### 작업 개요
아래 항목에서 "segment" 문자열이 들어 있는 줄을 모두 찾아 한 줄도 빠짐없이 옮겨 적으십시오.

### 제공된 정보
# # # # # # #

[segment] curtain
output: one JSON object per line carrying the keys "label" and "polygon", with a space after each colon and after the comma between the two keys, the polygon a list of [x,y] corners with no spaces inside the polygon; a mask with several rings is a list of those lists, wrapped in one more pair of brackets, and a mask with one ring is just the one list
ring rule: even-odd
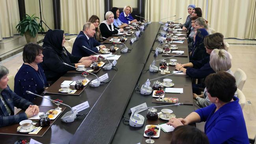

# # # # # # #

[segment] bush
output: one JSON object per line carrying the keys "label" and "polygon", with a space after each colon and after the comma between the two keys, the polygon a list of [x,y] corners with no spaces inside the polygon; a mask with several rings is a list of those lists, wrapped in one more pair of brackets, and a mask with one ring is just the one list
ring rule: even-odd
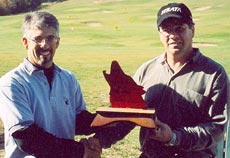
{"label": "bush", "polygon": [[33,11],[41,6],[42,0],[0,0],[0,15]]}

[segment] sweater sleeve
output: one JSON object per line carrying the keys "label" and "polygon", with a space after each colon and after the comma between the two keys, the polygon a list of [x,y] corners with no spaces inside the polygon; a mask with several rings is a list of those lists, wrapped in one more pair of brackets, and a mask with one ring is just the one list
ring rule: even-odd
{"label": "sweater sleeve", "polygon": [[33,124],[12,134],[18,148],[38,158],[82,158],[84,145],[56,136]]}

# # # # # # #

### 답변
[segment] curtain
[segment] bush
[segment] sweater sleeve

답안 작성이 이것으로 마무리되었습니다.